Reproduce every one of the following records word for word, without altering any line.

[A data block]
....

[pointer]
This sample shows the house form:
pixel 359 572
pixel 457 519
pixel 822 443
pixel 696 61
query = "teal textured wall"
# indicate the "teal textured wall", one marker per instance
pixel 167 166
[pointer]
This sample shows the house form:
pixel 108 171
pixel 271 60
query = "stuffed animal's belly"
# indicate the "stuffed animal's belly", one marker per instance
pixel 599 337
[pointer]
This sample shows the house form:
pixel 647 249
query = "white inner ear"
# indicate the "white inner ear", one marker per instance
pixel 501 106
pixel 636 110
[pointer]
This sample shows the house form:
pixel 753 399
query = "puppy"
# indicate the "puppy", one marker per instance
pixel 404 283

....

→ WORKED ANSWER:
[pointer]
This sample shows the house form:
pixel 359 572
pixel 457 519
pixel 822 443
pixel 696 61
query = "teal textured wall"
# indicate the "teal textured wall", one marker per instance
pixel 167 166
[pointer]
This sample shows the house form:
pixel 108 171
pixel 271 60
query = "stuffed animal's belly"
# indicate the "stuffed animal's belly", one marker per instance
pixel 599 337
[pointer]
This sample shows the house form:
pixel 647 249
query = "white inner ear"
# indicate the "white inner ear", one marker per instance
pixel 501 106
pixel 636 110
[pointer]
This sample shows the house form:
pixel 753 399
query = "puppy"
# indicate the "puppy", one marker per instance
pixel 404 283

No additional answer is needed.